Work request 1 ::
Rewrite the part of the workshop report that opens with the words "Kath Burton from" and closes with "third party feeds.", putting "online tools" in place of "digital tools".
Work request 2 ::
Decide whether each statement agrees with the workshop report: (a) DARIAH organized a winter school on Open Data Citation in 2018. (b) The groups found that citing Wikipedia had been encouraged. (c) Attendees felt the platforms were designed for established researchers. Answer yes or no for each and quote the deciding words.

Text excerpt ::
━━━━━━━━━━

Francesca then introduced the support provided by projects and infrastructures: FREYA, DARIAH-EU and ORCID. Among the FREYA project pillars (PID graph, PID Commons, PID Forum), the latter is available for anyone interested in identifiers.

The DARIAH-EU infrastructure for Arts and Humanities has recently launched the DARIAH Campus platform which includes useful resources on PIDs and managing research data (i.e. all materials which are used in supporting research). In 2018 DARIAH also organized a winter school on Open Data Citation, whose resources are archived here.

Dariah

 

A Publisher’s Perspective

Kath Burton from Routledge Journals emphasised how much use publishers make of digital tools to harvest convent, including social media crawlers, data harvesters and third party feeds.

The importance of maximising your impact online when publishing was explained, both before publishing (filling in the metadata, giving a meaningful title) and afterwards (linking to the article from social media and websites), as well as how publishers can help support this.

Kath went on to give an example of Taylor & Francis’s interest in the possibilities of online scholarly communication by describing its commitment to publishing 3D models of research objects, which is does on via Sketchfab page.

Breakout Groups

After the presentations and a coffee break there were group discussions about what everyone had just heard. During the first part, the groups were asked what was new to them in the presentations. It was clear from discussions around the room that attendees had heard much which was new to them. For example, some attendees had ORCID IDs but many were surprised at the range of things for which they could be used, such as in journal articles and logging into systems. They were also struck by the range of things in which publishers were interested such as research data. Many were really interested in the use of personal websites to manage their profile.

When asked what tallied with their experiences, it became clear that they were keen to engage with these systems, setting up ORCID IDs and Humanities Commons profiles but that they felt that they were too early on in their careers to have anything to contribute to these platforms and felt they were designed for established researchers. Jane Winters stressed that one could adopt a broad approach to the term ‘publications’, including posters, presentations and blog posts and encouraged all to share what they had.

Lastly discussion turned to how the group cites digital resources. This led to an interesting conversation around the citation of archived web pages and how to cite webpages which might change over time, with tools such as the Internet Archive being mentioned. There was also discussion about whether one can cite resources such as Wikipedia and it was clear that this was not something which had been encouraged. Jonathan, who has researched this subject, mentioned that he had found established academics are happy to cite Wikipedia than those earlier in their career.

━━━━━━━━━━

Records supplied ::
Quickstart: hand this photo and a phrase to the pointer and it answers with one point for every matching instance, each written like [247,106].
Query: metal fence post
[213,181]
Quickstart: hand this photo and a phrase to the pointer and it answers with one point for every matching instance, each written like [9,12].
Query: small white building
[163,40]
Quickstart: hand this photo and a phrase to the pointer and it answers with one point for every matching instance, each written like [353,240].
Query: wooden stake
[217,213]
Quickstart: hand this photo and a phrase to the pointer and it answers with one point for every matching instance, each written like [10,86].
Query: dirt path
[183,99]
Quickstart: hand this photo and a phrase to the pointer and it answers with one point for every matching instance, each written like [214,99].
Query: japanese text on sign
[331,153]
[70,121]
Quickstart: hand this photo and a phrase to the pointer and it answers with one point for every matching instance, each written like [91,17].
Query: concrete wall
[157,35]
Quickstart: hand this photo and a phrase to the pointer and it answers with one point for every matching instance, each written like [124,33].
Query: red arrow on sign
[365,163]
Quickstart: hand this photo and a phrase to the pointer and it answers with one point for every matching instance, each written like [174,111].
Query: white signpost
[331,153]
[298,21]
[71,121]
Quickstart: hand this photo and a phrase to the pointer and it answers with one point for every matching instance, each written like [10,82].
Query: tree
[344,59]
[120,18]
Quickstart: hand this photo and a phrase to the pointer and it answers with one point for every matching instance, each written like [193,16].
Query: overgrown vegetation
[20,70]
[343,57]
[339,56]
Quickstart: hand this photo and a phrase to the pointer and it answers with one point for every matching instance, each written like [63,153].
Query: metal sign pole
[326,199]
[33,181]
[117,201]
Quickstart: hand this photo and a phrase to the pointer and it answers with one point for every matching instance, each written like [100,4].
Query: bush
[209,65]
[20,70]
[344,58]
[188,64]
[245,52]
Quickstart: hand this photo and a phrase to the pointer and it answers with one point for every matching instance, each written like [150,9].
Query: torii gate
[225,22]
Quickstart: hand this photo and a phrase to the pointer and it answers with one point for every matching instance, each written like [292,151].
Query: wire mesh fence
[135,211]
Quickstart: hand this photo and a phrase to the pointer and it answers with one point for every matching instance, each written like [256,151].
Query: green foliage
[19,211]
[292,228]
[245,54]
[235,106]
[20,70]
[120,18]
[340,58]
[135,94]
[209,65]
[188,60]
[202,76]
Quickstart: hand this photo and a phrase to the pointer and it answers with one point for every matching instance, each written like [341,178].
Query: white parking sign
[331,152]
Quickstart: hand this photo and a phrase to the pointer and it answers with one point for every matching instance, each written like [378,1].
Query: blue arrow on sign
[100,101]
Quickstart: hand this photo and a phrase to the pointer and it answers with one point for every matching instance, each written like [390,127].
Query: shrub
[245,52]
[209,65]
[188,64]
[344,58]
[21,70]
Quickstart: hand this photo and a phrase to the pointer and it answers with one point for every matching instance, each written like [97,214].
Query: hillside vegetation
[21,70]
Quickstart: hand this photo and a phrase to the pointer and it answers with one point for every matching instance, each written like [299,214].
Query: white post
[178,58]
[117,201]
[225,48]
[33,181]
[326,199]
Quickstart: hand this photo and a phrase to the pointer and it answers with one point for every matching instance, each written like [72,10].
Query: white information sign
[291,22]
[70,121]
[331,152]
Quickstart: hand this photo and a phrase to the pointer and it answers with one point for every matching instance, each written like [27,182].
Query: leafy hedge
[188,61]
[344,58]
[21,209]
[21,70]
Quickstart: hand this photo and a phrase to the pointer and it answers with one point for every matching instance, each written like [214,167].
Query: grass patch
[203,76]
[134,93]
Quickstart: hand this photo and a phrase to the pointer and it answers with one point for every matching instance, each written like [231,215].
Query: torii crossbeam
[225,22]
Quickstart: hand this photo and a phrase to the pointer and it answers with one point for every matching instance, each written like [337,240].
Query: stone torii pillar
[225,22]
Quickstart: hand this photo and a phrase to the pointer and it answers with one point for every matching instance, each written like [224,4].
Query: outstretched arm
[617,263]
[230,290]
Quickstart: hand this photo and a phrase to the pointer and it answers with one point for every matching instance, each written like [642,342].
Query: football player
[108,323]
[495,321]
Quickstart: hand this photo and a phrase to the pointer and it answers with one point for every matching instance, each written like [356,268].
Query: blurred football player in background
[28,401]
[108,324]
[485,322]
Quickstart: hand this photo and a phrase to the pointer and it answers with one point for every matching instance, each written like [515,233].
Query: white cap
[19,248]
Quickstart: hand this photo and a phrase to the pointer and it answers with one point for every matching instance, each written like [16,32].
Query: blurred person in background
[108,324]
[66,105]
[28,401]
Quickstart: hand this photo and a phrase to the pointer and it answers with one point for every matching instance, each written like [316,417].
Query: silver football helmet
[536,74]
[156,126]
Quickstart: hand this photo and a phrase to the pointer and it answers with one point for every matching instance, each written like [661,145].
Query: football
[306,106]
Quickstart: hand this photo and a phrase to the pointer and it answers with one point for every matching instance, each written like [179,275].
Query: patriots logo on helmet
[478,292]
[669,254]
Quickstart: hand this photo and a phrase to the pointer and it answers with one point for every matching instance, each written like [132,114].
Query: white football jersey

━━━━━━━━━━

Written reply 1 ::
Kath Burton from Routledge Journals emphasised how much use publishers make of online tools to harvest convent, including social media crawlers, data harvesters and third party feeds.

Written reply 2 ::
(a) Yes: "In 2018 DARIAH also organized a winter school on Open Data Citation"
(b) No: "it was clear that this was not something which had been encouraged"
(c) Yes: "felt they were designed for established researchers"